[begin Selected excerpt]

Although we built a working quadcopter, there is much room for many improvements. First of all, we can make it much more stable so that we could let it fly freely in an open place even with spectators around. We can improve the accuracy of our wireless protocol to make it possible to fly the quadcopter wirelessly from quite a distance.

  • Intellectual property considerations: We extensively used various libraries from Arduino. All of them are of open source and belong to the public domain, thus we do not violate intellectual property regulations.
  • Ethical considerations: We planned to publish the web site of our project on Cornell.edu website. Therefore, we were careful about following the IEEE Code of Ethics closely. Our number one concern was the safety of our team member, fellow classmates and any observers of our project throughout the entire course of the project and especially at the project demo. Our quadcopter is quite powerful (strong motors) and has four blades of propellers rotating fast. For this reason, we mainly tested the quadcopter zip-tied to a test stand and for wireless communication and flight testing, we used a spacious lab with much free space and only very few people around. As we obtained much help from other engineers who generously donated their source codes, in hopes of benefitting other fellow engineering students and hobbyists, we leave our project as an open source. Anyone who is interested in building their own quadcopter is welcome to use, modify or expand our project. We also seek constructive criticism from fellow engineers so that we could improve our project in the future. Throughout the project, we did not injure or bribe anyone. We believe we met our goal of adhering to the IEEE Code of Ethics.

[end Selected excerpt]
[begin Rows]

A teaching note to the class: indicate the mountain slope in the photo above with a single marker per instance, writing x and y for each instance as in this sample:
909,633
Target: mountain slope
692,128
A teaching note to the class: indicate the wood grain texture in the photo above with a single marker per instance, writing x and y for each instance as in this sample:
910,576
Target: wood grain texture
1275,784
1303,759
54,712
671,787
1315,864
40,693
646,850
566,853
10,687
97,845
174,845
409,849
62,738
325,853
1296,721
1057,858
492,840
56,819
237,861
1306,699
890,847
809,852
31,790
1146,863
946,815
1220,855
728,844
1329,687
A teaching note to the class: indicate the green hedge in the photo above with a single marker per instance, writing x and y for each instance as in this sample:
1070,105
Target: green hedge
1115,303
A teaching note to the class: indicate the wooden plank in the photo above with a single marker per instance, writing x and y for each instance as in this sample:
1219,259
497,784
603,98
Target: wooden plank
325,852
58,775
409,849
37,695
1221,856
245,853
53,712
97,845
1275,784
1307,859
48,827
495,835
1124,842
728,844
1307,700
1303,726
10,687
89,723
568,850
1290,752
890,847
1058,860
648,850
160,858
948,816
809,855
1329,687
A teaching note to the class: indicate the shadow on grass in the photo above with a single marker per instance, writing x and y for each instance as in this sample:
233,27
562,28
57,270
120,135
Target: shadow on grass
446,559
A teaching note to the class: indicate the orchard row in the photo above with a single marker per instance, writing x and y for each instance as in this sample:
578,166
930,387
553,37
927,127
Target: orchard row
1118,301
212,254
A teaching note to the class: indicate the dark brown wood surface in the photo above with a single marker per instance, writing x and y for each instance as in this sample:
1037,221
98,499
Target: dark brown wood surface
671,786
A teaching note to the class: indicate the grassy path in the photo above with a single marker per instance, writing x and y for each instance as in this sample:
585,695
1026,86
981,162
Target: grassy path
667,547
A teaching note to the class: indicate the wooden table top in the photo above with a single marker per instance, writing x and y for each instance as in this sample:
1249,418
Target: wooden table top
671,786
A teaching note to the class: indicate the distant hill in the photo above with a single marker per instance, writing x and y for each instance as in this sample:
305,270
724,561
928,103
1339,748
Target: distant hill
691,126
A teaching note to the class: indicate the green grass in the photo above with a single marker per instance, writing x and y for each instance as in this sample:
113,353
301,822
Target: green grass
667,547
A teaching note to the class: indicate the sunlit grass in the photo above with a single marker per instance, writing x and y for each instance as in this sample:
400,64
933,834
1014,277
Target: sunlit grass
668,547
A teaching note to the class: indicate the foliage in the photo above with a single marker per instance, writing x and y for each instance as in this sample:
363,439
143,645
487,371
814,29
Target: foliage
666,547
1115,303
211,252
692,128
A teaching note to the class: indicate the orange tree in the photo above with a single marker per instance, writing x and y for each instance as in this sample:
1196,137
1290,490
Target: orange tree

[end Rows]

Things to do:
**1)** From the quadcopter project write-up, extract the passage from "Although we built" to "intellectual property regulations.", copying it word for word.
**2)** Extend the quadcopter project write-up, beginning right after its final sentence.

Outputs for the tasks:
**1)**
Although we built a working quadcopter, there is much room for many improvements. First of all, we can make it much more stable so that we could let it fly freely in an open place even with spectators around. We can improve the accuracy of our wireless protocol to make it possible to fly the quadcopter wirelessly from quite a distance.

  • Intellectual property considerations: We extensively used various libraries from Arduino. All of them are of open source and belong to the public domain, thus we do not violate intellectual property regulations.

**2)**
  • Legal considerations: Our transmitter and receiver are always high when no data is being transmitted. This violates one of FCC’s legal restrictions that transmitters and receivers should be low when there is not data transmission. We can easily solve this problem by simply adding an inverter (that consists of a transistor and a resistor) to the transmitter and the receiver. We should have been more careful and thorough checking on FCC legal restrictions at the beginning of the project.

Appendix

To download the zip file of the source codes, click here.

Schematics of the IMU board

Project cost detail

Parts

Price

(4x) GWS EP Propeller (DD-4025 102x64mm) ($0.46 each) $1.85
M1818/25 Brushless motor KV3500 ($6.30 each) $25.20
RF Link Transmitter $3.95
RF Link Receiver $4.95
Triple Axis Accelerometer Breakout - ADXL335 free
Rhino 1050mAh 2S 7.4v 20C Lipoly Pack $4.63
AVR Atmega644 free
Logic Level Converter BOB-08745 $1.95
(34x)Single row header socket ($0.05 each) $1.70
Solder board $2
Xbox joystick free
Plastic board for chassis free
(4x) HobbyKing 10A ESC 1A UBEC motor controller ($6.73 each) $26.92
HobbyKing ESC Programming Card free
Total $73.15

Specific tasks in the project carried out by each team member

Tasks

Team member(s)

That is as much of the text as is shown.